▸ **Records shown**:
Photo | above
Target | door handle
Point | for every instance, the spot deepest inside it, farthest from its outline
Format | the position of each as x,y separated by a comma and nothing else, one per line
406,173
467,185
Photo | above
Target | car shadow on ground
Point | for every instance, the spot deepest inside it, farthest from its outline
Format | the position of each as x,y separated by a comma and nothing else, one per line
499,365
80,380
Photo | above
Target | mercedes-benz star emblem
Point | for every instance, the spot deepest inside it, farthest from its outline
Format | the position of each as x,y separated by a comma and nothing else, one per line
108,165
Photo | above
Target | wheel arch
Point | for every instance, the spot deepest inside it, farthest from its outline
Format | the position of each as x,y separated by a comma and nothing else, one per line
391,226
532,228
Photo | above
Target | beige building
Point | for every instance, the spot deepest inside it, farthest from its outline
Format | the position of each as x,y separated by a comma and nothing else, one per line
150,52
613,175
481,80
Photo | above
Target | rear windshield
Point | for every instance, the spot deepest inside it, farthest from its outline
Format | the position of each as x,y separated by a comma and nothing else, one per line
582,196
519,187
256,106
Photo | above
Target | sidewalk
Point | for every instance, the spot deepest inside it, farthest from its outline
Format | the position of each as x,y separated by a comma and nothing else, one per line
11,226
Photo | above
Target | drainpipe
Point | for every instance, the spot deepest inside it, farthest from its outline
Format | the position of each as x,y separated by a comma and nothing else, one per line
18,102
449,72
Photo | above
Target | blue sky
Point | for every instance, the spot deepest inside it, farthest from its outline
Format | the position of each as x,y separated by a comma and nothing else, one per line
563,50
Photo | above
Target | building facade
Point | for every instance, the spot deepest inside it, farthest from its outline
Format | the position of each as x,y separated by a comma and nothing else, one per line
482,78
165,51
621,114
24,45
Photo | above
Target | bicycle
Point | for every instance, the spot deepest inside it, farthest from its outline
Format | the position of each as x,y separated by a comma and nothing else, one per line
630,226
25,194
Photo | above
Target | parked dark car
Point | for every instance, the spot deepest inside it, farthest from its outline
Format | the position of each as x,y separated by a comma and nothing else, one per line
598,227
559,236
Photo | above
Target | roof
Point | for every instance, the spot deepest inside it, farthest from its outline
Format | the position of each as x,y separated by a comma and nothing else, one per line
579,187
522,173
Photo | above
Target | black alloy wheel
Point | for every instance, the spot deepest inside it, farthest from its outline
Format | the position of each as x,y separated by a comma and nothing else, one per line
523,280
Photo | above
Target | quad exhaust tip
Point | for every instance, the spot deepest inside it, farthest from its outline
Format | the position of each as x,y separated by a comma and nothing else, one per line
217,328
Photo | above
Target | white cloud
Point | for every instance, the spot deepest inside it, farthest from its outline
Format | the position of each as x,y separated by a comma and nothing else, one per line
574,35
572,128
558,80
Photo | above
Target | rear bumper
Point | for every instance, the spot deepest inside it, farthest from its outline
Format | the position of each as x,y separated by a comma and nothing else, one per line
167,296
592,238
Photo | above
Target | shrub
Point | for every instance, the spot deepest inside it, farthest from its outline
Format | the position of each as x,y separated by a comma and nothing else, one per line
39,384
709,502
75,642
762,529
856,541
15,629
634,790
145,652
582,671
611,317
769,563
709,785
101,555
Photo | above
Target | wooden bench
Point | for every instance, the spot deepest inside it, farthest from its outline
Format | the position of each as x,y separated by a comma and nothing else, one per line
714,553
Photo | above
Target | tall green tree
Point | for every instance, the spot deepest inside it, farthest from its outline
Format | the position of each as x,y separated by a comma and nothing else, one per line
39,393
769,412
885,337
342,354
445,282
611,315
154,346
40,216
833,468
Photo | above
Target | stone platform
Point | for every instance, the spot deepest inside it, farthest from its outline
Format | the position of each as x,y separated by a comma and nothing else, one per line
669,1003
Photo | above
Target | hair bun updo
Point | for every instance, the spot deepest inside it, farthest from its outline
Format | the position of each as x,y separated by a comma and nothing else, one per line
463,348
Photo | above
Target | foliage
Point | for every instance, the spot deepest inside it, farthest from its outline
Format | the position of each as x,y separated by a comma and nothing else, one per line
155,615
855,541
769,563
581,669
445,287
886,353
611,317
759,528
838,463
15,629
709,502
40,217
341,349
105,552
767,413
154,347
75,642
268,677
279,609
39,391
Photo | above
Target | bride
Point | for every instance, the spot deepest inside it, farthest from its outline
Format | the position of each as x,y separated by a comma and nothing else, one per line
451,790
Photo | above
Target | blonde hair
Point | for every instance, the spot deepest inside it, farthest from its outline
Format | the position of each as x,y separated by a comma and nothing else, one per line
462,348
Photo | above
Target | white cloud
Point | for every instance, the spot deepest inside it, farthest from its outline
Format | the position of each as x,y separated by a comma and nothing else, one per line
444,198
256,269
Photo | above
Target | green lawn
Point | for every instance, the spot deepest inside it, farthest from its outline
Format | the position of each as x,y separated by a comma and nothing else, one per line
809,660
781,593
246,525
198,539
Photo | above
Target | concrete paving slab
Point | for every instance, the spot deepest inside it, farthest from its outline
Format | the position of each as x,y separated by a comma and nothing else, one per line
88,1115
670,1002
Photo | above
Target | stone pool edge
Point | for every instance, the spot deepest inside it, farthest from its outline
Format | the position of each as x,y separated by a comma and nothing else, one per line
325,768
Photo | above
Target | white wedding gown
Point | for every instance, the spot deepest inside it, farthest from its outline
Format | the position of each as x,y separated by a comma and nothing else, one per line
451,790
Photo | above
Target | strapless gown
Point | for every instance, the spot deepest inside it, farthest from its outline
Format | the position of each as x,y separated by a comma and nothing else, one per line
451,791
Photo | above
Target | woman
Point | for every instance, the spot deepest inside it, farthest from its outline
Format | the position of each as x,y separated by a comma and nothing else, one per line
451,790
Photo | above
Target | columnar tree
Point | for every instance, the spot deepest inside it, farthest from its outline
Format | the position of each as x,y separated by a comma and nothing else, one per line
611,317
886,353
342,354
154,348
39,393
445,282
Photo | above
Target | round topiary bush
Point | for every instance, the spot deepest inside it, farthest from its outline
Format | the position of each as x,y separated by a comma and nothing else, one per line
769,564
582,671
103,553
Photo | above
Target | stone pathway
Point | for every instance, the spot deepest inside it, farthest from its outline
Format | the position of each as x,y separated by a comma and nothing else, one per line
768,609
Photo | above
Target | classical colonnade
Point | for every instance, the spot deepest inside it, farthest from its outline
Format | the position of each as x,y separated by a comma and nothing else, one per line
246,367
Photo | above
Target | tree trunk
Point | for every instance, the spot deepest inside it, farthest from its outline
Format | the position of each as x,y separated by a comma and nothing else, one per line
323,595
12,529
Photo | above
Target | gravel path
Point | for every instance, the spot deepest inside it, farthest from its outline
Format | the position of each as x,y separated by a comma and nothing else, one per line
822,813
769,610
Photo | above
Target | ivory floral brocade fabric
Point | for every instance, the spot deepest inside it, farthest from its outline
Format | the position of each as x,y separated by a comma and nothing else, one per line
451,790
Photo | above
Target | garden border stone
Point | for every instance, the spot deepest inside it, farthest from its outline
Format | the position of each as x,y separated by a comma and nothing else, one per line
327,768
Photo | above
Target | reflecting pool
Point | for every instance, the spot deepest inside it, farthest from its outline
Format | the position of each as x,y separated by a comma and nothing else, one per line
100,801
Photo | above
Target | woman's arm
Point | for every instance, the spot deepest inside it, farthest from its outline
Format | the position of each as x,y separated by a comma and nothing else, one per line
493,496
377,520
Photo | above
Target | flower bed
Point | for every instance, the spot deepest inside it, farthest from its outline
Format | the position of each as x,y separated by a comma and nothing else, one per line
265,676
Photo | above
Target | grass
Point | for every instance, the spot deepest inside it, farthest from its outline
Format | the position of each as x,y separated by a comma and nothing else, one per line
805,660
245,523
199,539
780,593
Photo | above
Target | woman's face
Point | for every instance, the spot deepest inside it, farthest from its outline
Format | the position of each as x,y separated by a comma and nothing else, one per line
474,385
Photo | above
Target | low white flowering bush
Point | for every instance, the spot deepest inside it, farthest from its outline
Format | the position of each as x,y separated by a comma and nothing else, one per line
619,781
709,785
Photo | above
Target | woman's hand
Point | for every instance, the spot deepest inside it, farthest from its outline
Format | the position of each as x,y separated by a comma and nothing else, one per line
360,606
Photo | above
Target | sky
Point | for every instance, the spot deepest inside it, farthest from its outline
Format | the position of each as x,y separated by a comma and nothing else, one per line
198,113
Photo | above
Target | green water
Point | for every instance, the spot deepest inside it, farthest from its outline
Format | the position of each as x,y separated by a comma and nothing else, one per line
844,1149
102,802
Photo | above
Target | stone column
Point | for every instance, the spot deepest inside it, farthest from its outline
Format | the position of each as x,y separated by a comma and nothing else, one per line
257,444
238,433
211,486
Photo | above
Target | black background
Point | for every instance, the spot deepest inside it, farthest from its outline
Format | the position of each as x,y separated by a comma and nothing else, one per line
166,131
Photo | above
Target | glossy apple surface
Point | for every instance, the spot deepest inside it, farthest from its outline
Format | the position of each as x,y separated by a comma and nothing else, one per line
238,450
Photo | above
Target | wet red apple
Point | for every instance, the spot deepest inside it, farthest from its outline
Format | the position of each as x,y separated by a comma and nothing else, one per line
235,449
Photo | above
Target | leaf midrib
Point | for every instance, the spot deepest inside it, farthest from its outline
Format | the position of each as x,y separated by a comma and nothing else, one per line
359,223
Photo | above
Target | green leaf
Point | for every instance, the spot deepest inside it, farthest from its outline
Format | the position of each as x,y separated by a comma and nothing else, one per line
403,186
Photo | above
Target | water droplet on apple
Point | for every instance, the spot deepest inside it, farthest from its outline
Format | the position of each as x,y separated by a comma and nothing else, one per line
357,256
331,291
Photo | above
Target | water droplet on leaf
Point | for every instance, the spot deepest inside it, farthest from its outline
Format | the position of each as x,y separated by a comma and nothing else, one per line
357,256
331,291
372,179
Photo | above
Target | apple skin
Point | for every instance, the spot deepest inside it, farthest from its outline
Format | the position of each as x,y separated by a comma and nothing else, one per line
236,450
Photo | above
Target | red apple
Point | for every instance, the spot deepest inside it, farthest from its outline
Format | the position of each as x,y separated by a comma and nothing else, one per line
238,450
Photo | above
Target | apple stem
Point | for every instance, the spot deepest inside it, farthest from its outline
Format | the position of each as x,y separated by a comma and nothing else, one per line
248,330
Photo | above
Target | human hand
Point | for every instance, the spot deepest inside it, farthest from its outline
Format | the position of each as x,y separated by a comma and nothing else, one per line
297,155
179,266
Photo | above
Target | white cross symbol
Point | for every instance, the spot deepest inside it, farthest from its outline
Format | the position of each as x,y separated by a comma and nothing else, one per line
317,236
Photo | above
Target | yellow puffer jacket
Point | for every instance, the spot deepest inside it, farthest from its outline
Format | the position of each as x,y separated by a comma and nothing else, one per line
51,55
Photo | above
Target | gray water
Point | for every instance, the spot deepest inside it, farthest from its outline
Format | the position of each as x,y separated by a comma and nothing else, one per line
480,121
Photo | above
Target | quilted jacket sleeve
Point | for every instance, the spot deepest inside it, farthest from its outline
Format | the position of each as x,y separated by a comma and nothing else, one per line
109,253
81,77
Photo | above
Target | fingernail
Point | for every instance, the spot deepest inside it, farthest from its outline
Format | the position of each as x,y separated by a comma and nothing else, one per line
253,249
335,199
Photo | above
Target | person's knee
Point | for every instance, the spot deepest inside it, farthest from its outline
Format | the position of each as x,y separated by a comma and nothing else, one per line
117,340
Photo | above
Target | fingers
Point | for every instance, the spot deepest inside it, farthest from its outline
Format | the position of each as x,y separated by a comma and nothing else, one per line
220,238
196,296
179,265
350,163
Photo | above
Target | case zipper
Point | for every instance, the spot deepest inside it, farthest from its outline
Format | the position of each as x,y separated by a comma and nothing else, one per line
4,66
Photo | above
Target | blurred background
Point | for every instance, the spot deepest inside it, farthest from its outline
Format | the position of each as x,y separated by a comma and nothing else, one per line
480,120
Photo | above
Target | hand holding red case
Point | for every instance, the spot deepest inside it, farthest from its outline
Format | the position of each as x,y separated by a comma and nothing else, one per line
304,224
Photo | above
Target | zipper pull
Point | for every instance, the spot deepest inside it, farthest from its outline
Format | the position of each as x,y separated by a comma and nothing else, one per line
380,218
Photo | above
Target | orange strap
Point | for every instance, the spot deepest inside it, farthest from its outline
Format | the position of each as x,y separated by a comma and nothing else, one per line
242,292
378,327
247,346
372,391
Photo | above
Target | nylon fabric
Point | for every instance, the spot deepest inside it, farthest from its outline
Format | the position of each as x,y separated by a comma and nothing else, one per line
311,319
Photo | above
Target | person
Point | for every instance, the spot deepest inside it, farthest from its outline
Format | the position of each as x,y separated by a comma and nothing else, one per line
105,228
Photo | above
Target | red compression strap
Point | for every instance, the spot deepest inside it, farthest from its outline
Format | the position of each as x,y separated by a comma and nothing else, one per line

▸ **Exercise**: Filter the records above and return every line that holds the word "stone".

▸ **Answer to the problem**:
Target | stone platform
Target | stone pool edge
Target | stone pathway
Target | garden border stone
Target | stone column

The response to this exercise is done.